**Task**.
All records below are to be repeated precisely, with nothing added.

**Supplied data**.
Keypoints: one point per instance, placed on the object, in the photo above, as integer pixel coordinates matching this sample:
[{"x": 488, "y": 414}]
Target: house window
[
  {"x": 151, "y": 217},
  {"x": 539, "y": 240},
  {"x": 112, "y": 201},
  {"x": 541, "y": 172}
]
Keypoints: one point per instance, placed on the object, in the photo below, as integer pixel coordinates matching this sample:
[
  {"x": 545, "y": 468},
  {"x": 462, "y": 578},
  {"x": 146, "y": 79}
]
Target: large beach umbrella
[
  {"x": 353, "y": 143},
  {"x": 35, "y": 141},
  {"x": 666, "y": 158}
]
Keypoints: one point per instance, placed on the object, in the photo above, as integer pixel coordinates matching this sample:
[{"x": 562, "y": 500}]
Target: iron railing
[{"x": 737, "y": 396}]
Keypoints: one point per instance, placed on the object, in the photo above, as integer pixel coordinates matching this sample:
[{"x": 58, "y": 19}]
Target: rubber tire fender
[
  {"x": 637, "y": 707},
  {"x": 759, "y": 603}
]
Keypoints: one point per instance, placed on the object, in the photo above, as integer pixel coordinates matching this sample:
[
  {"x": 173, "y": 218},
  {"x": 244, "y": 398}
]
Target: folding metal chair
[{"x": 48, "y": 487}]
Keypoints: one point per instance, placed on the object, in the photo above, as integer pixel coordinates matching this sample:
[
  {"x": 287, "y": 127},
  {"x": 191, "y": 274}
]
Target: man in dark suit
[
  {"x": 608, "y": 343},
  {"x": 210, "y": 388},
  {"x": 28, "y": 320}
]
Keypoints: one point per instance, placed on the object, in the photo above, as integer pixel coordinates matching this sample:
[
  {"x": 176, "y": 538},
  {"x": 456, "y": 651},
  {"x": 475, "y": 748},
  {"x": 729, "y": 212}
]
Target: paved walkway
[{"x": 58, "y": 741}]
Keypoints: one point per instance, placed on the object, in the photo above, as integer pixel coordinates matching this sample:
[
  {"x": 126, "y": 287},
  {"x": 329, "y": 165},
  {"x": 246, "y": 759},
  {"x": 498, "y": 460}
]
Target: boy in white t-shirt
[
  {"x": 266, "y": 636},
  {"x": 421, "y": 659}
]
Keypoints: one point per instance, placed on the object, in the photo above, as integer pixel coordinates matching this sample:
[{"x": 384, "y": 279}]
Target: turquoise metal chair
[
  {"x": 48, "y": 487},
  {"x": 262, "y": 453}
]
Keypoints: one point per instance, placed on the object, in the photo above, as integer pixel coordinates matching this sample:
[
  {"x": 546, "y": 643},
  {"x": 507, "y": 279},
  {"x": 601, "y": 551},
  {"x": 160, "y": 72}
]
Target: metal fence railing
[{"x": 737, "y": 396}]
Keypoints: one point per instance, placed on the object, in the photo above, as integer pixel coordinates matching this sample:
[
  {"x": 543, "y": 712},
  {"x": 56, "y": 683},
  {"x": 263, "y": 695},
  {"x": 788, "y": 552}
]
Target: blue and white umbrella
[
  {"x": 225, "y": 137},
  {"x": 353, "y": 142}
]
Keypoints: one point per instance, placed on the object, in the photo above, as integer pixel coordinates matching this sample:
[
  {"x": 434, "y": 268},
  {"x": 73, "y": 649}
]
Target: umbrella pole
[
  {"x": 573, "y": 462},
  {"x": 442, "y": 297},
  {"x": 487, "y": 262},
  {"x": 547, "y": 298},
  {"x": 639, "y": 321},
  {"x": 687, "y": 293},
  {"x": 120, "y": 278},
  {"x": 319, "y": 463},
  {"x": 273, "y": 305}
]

**Response to the exercise**.
Keypoints: one point per instance, placed on the object, in the photo above, as integer pixel coordinates matching this sample:
[{"x": 488, "y": 414}]
Target: house window
[
  {"x": 151, "y": 217},
  {"x": 539, "y": 240},
  {"x": 112, "y": 201},
  {"x": 541, "y": 172}
]
Keypoints: one point per instance, placed on the object, in the photo below, as integer pixel coordinates matching this sample:
[
  {"x": 545, "y": 468},
  {"x": 462, "y": 578},
  {"x": 146, "y": 79}
]
Target: large beach umbrella
[
  {"x": 353, "y": 143},
  {"x": 35, "y": 141},
  {"x": 666, "y": 158}
]
Keypoints: one point per instance, placed on the object, in the photo above, as integer pixel coordinates matching this sample:
[{"x": 562, "y": 500}]
Target: iron railing
[{"x": 737, "y": 396}]
Keypoints: one point per instance, placed on the object, in the photo above, as integer pixel coordinates matching this sample:
[{"x": 58, "y": 19}]
Target: rubber tire fender
[
  {"x": 637, "y": 707},
  {"x": 759, "y": 603}
]
Keypoints: one point per instance, placed on the object, in the photo above, as integer pixel coordinates matching this sample:
[
  {"x": 173, "y": 218},
  {"x": 244, "y": 398}
]
Target: folding metal chair
[{"x": 48, "y": 487}]
Keypoints: one point per instance, placed on the object, in the photo above, as integer pixel coordinates matching this sample:
[
  {"x": 287, "y": 127},
  {"x": 191, "y": 274}
]
Target: man in dark suit
[
  {"x": 608, "y": 343},
  {"x": 210, "y": 388},
  {"x": 28, "y": 320}
]
Keypoints: one point per instance, placed on the object, in the photo above, as integer pixel coordinates matching this sample:
[
  {"x": 176, "y": 538},
  {"x": 456, "y": 651},
  {"x": 475, "y": 748},
  {"x": 729, "y": 212}
]
Target: paved walkway
[{"x": 58, "y": 741}]
Keypoints: one point per instance, placed on the object, in the photo above, as integer pixel coordinates matching this sample:
[
  {"x": 126, "y": 287},
  {"x": 329, "y": 165},
  {"x": 246, "y": 759},
  {"x": 498, "y": 460}
]
Target: boy in white t-shirt
[
  {"x": 266, "y": 636},
  {"x": 421, "y": 659}
]
Keypoints: one point per instance, placed on the object, in the photo above, as integer pixel coordinates matching this sample:
[{"x": 384, "y": 279}]
Target: turquoise metal chair
[
  {"x": 48, "y": 487},
  {"x": 262, "y": 453}
]
Keypoints: one point per instance, placed on the object, in the photo above, as integer pixel coordinates matching this sample:
[
  {"x": 546, "y": 643},
  {"x": 507, "y": 279},
  {"x": 601, "y": 551},
  {"x": 160, "y": 72}
]
Target: metal fence railing
[{"x": 737, "y": 396}]
Keypoints: one point per instance, placed on the object, in the photo above, as integer pixel coordinates matching this sample:
[
  {"x": 543, "y": 712},
  {"x": 56, "y": 683},
  {"x": 263, "y": 695},
  {"x": 788, "y": 552}
]
Target: blue and white umbrella
[
  {"x": 225, "y": 137},
  {"x": 353, "y": 142}
]
Keypoints: one point per instance, placed on the object, in the photo above, as integer pixel coordinates matching this sample:
[
  {"x": 434, "y": 268},
  {"x": 73, "y": 649}
]
Target: umbrella pole
[
  {"x": 573, "y": 462},
  {"x": 442, "y": 297},
  {"x": 487, "y": 262},
  {"x": 547, "y": 298},
  {"x": 639, "y": 321},
  {"x": 687, "y": 293},
  {"x": 120, "y": 278},
  {"x": 319, "y": 463},
  {"x": 273, "y": 305}
]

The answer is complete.